=== PASSAGE SHOWN ===

Macht does seem to be obsessed, to the extent that he is capable of focus, with the question of why his dirt nap has been interrupted, and in a steadily less interesting series of flashbacks revisits the life before his death, in which as a cute but rudderless lad of the tenements he wooed his childhood sweetheart on the front steps and dreamed of growing up to be a cop and a nobody just like his old man. Fate, alas, had other, more interesting ideas, and before you could say What a bummer the lovebirds fathers had managed to kill each other by meaningless accident, shed left this stinking town never to be seen again, and he had muddled on into a career as a policeman and his assignation with the Angel of Death aka Lorelei, and played fetchingly by Jaime King.

=== EXTRACTED MATERIAL ===

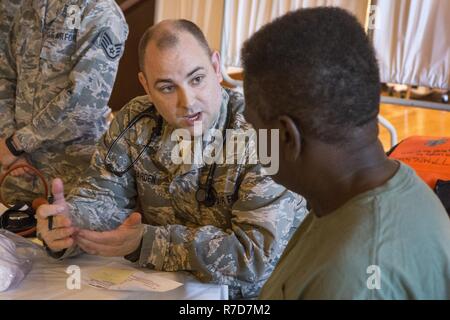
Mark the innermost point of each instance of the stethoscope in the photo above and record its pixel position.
(206, 194)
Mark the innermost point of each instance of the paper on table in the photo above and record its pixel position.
(118, 277)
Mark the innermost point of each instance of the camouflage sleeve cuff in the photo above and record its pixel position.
(28, 140)
(155, 244)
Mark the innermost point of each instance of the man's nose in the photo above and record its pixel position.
(186, 98)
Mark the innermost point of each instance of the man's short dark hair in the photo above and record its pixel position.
(169, 37)
(317, 66)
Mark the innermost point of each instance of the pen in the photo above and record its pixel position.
(50, 219)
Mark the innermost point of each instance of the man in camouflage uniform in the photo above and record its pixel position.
(236, 241)
(58, 62)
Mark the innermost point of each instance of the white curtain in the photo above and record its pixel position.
(244, 17)
(412, 40)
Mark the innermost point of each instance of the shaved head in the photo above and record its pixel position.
(166, 35)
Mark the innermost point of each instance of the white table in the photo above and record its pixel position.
(47, 281)
(48, 277)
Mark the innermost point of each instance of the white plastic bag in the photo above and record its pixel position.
(16, 259)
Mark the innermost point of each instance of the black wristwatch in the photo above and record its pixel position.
(12, 147)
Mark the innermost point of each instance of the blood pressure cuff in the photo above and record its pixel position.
(19, 219)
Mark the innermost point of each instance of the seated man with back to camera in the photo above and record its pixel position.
(226, 223)
(376, 230)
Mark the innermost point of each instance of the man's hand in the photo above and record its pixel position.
(22, 171)
(61, 235)
(6, 157)
(116, 243)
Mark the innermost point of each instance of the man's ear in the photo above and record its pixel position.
(216, 62)
(290, 138)
(143, 81)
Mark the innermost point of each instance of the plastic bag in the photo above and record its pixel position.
(16, 259)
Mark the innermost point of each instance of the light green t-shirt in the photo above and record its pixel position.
(392, 242)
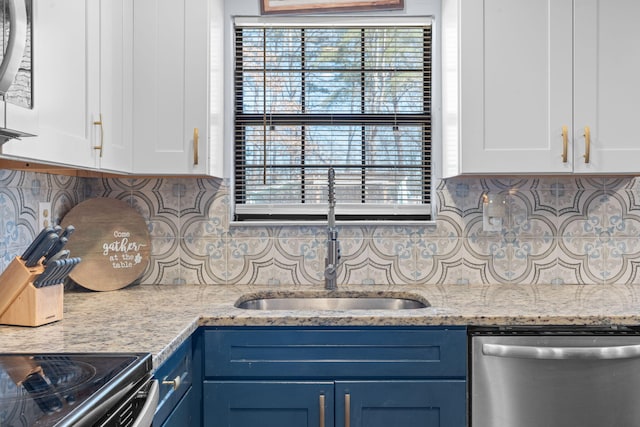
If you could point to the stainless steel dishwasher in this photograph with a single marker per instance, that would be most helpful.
(555, 377)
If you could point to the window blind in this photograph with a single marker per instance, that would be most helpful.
(355, 98)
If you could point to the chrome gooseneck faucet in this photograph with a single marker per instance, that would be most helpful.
(333, 246)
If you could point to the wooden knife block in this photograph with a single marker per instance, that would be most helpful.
(23, 304)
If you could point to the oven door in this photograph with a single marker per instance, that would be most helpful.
(137, 409)
(555, 381)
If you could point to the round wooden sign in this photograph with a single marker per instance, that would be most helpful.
(113, 241)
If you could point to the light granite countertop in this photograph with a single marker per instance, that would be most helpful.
(158, 318)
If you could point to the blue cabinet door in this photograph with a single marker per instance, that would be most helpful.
(268, 404)
(185, 414)
(425, 403)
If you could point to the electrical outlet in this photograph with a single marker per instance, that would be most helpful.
(44, 215)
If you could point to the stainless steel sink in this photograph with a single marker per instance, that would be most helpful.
(332, 301)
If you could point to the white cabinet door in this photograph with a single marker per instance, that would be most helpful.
(171, 86)
(607, 93)
(61, 87)
(111, 112)
(507, 74)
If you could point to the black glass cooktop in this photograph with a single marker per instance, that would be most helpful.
(65, 389)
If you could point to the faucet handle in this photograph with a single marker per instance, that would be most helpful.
(332, 178)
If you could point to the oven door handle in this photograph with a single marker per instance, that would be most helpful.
(145, 417)
(561, 353)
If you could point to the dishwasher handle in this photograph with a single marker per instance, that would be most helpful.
(561, 353)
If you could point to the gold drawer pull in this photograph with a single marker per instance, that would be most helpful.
(587, 144)
(321, 403)
(347, 410)
(175, 383)
(565, 143)
(196, 136)
(99, 123)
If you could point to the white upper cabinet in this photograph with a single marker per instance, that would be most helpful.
(82, 62)
(111, 74)
(523, 79)
(175, 42)
(61, 88)
(606, 88)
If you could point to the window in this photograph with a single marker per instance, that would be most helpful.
(353, 97)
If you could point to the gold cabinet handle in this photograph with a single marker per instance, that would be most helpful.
(174, 383)
(347, 410)
(321, 403)
(99, 123)
(587, 144)
(196, 135)
(565, 143)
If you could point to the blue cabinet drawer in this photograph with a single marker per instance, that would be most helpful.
(308, 353)
(177, 375)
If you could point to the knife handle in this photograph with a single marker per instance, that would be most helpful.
(68, 231)
(55, 248)
(38, 239)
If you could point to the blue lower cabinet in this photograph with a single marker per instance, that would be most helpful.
(335, 377)
(186, 413)
(401, 403)
(180, 385)
(268, 404)
(340, 404)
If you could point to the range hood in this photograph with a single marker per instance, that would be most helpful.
(13, 52)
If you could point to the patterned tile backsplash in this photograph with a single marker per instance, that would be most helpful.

===

- _TASK INSTRUCTIONS_
Repeat the film review excerpt starting with "Macht does seem" and going on through "by Jaime King.", switching "sweetheart" to "girlfriend".

- _RESPONSE TO THE TASK_
Macht does seem to be obsessed, to the extent that he is capable of focus, with the question of why his dirt nap has been interrupted, and in a steadily less interesting series of flashbacks revisits the life before his death, in which as a cute but rudderless lad of the tenements he wooed his childhood girlfriend on the front steps and dreamed of growing up to be a cop and a nobody just like his old man. Fate, alas, had other, more interesting ideas, and before you could say What a bummer the lovebirds fathers had managed to kill each other by meaningless accident, shed left this stinking town never to be seen again, and he had muddled on into a career as a policeman and his assignation with the Angel of Death aka Lorelei, and played fetchingly by Jaime King.